═════ Task data ═════

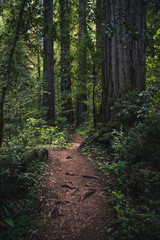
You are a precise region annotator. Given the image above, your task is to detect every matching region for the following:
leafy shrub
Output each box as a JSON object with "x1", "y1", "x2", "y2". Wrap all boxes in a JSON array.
[
  {"x1": 12, "y1": 118, "x2": 70, "y2": 148},
  {"x1": 0, "y1": 146, "x2": 48, "y2": 240},
  {"x1": 84, "y1": 86, "x2": 160, "y2": 240}
]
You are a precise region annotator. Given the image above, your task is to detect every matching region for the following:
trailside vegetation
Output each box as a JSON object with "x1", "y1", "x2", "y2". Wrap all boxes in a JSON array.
[{"x1": 0, "y1": 0, "x2": 160, "y2": 240}]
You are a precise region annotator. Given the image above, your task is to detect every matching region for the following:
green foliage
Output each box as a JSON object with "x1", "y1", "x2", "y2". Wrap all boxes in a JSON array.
[
  {"x1": 11, "y1": 118, "x2": 70, "y2": 149},
  {"x1": 83, "y1": 85, "x2": 160, "y2": 240},
  {"x1": 0, "y1": 146, "x2": 48, "y2": 240}
]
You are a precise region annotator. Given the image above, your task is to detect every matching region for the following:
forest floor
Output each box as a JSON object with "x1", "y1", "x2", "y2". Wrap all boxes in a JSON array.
[{"x1": 26, "y1": 133, "x2": 108, "y2": 240}]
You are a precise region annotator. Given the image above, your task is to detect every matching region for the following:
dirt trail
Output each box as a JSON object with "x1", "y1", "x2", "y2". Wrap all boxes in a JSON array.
[{"x1": 27, "y1": 133, "x2": 107, "y2": 240}]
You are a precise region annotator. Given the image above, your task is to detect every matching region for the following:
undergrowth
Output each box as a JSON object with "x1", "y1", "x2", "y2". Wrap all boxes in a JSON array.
[
  {"x1": 83, "y1": 90, "x2": 160, "y2": 240},
  {"x1": 0, "y1": 118, "x2": 72, "y2": 240}
]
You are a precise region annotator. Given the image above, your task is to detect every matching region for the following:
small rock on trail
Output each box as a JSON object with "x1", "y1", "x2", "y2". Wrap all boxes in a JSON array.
[{"x1": 26, "y1": 133, "x2": 107, "y2": 240}]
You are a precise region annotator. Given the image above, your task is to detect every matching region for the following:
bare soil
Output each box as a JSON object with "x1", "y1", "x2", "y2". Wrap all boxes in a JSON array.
[{"x1": 27, "y1": 133, "x2": 107, "y2": 240}]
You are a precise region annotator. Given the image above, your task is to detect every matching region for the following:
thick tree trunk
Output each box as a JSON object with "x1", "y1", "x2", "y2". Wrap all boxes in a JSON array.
[
  {"x1": 102, "y1": 0, "x2": 145, "y2": 124},
  {"x1": 59, "y1": 0, "x2": 73, "y2": 123},
  {"x1": 0, "y1": 0, "x2": 26, "y2": 147},
  {"x1": 43, "y1": 0, "x2": 55, "y2": 124},
  {"x1": 76, "y1": 0, "x2": 87, "y2": 126}
]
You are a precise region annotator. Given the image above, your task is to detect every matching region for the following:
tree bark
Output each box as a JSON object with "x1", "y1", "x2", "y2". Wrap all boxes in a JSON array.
[
  {"x1": 76, "y1": 0, "x2": 87, "y2": 126},
  {"x1": 43, "y1": 0, "x2": 55, "y2": 124},
  {"x1": 102, "y1": 0, "x2": 146, "y2": 124},
  {"x1": 0, "y1": 0, "x2": 26, "y2": 147},
  {"x1": 59, "y1": 0, "x2": 73, "y2": 123}
]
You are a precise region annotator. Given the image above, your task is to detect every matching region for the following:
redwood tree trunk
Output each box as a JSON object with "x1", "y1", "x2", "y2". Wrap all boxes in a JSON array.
[
  {"x1": 59, "y1": 0, "x2": 73, "y2": 123},
  {"x1": 76, "y1": 0, "x2": 87, "y2": 126},
  {"x1": 0, "y1": 0, "x2": 26, "y2": 147},
  {"x1": 102, "y1": 0, "x2": 146, "y2": 124},
  {"x1": 43, "y1": 0, "x2": 55, "y2": 123}
]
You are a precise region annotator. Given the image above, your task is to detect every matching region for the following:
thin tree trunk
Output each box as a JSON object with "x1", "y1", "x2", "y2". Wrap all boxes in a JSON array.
[
  {"x1": 0, "y1": 0, "x2": 26, "y2": 147},
  {"x1": 43, "y1": 0, "x2": 55, "y2": 124},
  {"x1": 60, "y1": 0, "x2": 73, "y2": 123},
  {"x1": 76, "y1": 0, "x2": 87, "y2": 126}
]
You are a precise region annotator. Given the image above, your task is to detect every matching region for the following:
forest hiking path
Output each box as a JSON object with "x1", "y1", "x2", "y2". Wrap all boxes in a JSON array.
[{"x1": 30, "y1": 133, "x2": 107, "y2": 240}]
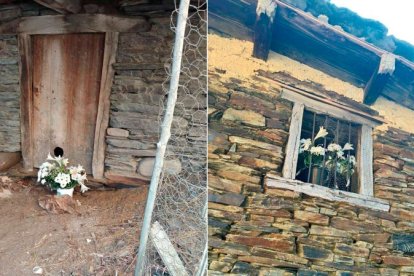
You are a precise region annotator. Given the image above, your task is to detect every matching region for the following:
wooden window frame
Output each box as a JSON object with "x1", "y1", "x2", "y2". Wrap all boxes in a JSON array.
[
  {"x1": 281, "y1": 89, "x2": 381, "y2": 197},
  {"x1": 17, "y1": 15, "x2": 126, "y2": 180}
]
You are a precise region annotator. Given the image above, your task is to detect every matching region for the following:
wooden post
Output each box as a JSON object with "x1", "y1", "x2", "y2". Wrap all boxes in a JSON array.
[
  {"x1": 253, "y1": 0, "x2": 277, "y2": 61},
  {"x1": 357, "y1": 125, "x2": 374, "y2": 196},
  {"x1": 364, "y1": 53, "x2": 395, "y2": 105},
  {"x1": 18, "y1": 34, "x2": 34, "y2": 171},
  {"x1": 150, "y1": 221, "x2": 188, "y2": 276},
  {"x1": 92, "y1": 32, "x2": 119, "y2": 180},
  {"x1": 134, "y1": 0, "x2": 190, "y2": 276},
  {"x1": 282, "y1": 102, "x2": 305, "y2": 179}
]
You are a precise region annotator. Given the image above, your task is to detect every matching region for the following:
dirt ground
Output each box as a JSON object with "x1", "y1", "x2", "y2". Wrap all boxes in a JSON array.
[{"x1": 0, "y1": 176, "x2": 147, "y2": 276}]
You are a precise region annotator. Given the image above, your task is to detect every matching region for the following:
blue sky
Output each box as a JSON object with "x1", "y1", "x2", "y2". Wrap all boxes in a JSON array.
[{"x1": 331, "y1": 0, "x2": 414, "y2": 44}]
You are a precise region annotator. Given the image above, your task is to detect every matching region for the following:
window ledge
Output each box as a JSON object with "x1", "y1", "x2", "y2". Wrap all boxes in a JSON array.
[{"x1": 265, "y1": 174, "x2": 390, "y2": 212}]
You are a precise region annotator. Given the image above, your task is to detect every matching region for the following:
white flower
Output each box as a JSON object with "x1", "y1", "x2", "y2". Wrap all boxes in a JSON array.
[
  {"x1": 299, "y1": 139, "x2": 312, "y2": 152},
  {"x1": 313, "y1": 127, "x2": 328, "y2": 141},
  {"x1": 328, "y1": 143, "x2": 342, "y2": 152},
  {"x1": 55, "y1": 173, "x2": 70, "y2": 188},
  {"x1": 343, "y1": 143, "x2": 354, "y2": 150},
  {"x1": 310, "y1": 146, "x2": 325, "y2": 156}
]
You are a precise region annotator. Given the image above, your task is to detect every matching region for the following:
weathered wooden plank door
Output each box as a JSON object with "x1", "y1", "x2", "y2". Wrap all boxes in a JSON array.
[{"x1": 32, "y1": 34, "x2": 105, "y2": 173}]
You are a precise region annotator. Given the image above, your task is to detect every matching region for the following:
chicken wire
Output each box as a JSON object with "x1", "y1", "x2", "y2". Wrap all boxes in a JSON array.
[{"x1": 136, "y1": 0, "x2": 207, "y2": 275}]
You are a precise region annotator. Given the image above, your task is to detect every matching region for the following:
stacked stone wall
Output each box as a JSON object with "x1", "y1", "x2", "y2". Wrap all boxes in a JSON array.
[{"x1": 209, "y1": 71, "x2": 414, "y2": 276}]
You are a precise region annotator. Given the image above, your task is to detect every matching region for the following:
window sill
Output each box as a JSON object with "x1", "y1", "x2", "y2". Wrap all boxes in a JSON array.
[{"x1": 265, "y1": 174, "x2": 390, "y2": 212}]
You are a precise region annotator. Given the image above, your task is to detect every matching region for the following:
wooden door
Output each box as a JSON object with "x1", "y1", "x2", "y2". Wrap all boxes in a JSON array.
[{"x1": 32, "y1": 34, "x2": 105, "y2": 173}]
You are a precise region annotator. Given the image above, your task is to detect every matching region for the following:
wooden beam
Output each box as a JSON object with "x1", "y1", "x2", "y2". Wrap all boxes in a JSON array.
[
  {"x1": 357, "y1": 125, "x2": 374, "y2": 196},
  {"x1": 34, "y1": 0, "x2": 82, "y2": 14},
  {"x1": 253, "y1": 0, "x2": 277, "y2": 61},
  {"x1": 18, "y1": 34, "x2": 34, "y2": 171},
  {"x1": 364, "y1": 53, "x2": 395, "y2": 105},
  {"x1": 0, "y1": 14, "x2": 151, "y2": 34},
  {"x1": 150, "y1": 221, "x2": 188, "y2": 276},
  {"x1": 282, "y1": 89, "x2": 383, "y2": 127},
  {"x1": 282, "y1": 102, "x2": 305, "y2": 179},
  {"x1": 265, "y1": 174, "x2": 390, "y2": 212},
  {"x1": 92, "y1": 32, "x2": 119, "y2": 179}
]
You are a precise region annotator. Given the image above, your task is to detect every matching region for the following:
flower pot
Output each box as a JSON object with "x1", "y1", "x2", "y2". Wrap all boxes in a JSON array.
[
  {"x1": 310, "y1": 166, "x2": 323, "y2": 185},
  {"x1": 56, "y1": 188, "x2": 74, "y2": 197}
]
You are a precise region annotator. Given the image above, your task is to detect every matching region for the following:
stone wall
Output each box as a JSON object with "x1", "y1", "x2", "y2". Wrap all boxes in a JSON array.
[
  {"x1": 0, "y1": 35, "x2": 20, "y2": 152},
  {"x1": 0, "y1": 3, "x2": 207, "y2": 181},
  {"x1": 105, "y1": 18, "x2": 173, "y2": 179},
  {"x1": 209, "y1": 71, "x2": 414, "y2": 276},
  {"x1": 105, "y1": 16, "x2": 207, "y2": 180}
]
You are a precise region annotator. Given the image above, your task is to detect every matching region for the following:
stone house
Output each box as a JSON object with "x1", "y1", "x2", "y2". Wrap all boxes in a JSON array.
[
  {"x1": 208, "y1": 1, "x2": 414, "y2": 275},
  {"x1": 0, "y1": 0, "x2": 206, "y2": 184}
]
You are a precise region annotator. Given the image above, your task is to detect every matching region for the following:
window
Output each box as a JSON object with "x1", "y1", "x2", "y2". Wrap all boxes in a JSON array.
[
  {"x1": 282, "y1": 89, "x2": 382, "y2": 197},
  {"x1": 295, "y1": 108, "x2": 360, "y2": 193}
]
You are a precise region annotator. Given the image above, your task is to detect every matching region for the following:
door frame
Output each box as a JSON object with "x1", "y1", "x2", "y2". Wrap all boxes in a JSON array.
[{"x1": 18, "y1": 16, "x2": 119, "y2": 180}]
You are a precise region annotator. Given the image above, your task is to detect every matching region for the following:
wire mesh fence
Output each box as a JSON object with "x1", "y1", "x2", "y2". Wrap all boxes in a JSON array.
[{"x1": 136, "y1": 1, "x2": 207, "y2": 275}]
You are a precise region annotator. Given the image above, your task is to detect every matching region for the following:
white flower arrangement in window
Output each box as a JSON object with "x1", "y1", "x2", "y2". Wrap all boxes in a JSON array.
[
  {"x1": 37, "y1": 153, "x2": 89, "y2": 196},
  {"x1": 297, "y1": 127, "x2": 356, "y2": 187}
]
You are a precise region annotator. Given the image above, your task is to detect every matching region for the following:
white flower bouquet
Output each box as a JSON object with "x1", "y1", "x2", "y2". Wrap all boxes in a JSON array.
[
  {"x1": 37, "y1": 153, "x2": 89, "y2": 193},
  {"x1": 298, "y1": 127, "x2": 356, "y2": 178}
]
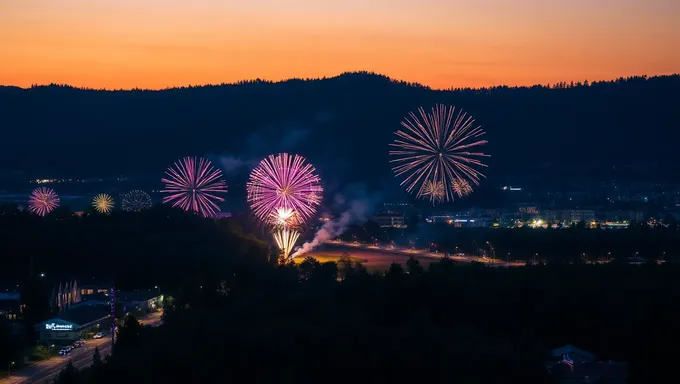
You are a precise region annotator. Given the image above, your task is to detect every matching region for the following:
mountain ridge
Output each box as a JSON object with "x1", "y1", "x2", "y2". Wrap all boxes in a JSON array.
[
  {"x1": 0, "y1": 71, "x2": 680, "y2": 92},
  {"x1": 0, "y1": 72, "x2": 680, "y2": 189}
]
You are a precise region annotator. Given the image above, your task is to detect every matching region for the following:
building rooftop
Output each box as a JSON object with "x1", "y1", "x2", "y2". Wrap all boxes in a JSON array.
[
  {"x1": 116, "y1": 289, "x2": 161, "y2": 302},
  {"x1": 38, "y1": 305, "x2": 111, "y2": 327}
]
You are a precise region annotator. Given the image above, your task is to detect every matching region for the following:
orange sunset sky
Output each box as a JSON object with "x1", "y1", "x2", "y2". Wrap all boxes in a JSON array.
[{"x1": 0, "y1": 0, "x2": 680, "y2": 88}]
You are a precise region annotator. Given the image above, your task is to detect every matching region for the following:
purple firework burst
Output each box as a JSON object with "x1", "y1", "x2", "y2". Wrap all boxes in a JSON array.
[
  {"x1": 28, "y1": 187, "x2": 60, "y2": 216},
  {"x1": 246, "y1": 153, "x2": 323, "y2": 223},
  {"x1": 161, "y1": 157, "x2": 227, "y2": 217}
]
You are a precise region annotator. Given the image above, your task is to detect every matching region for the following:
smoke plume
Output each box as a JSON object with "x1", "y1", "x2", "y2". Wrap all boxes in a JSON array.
[{"x1": 293, "y1": 184, "x2": 382, "y2": 257}]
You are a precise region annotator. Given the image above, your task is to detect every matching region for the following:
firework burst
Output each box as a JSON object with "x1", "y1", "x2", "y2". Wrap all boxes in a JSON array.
[
  {"x1": 272, "y1": 227, "x2": 300, "y2": 259},
  {"x1": 28, "y1": 187, "x2": 60, "y2": 216},
  {"x1": 451, "y1": 179, "x2": 472, "y2": 197},
  {"x1": 246, "y1": 153, "x2": 323, "y2": 223},
  {"x1": 123, "y1": 189, "x2": 151, "y2": 212},
  {"x1": 161, "y1": 157, "x2": 227, "y2": 217},
  {"x1": 92, "y1": 193, "x2": 114, "y2": 213},
  {"x1": 389, "y1": 104, "x2": 488, "y2": 202},
  {"x1": 269, "y1": 208, "x2": 300, "y2": 228},
  {"x1": 423, "y1": 180, "x2": 445, "y2": 204}
]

═════

## Exercise:
Copy out each line of the source records that contains the word "flower". The match is case-sensitive.

## Finished task:
white flower
flower pot
white flower arrangement in window
white flower bouquet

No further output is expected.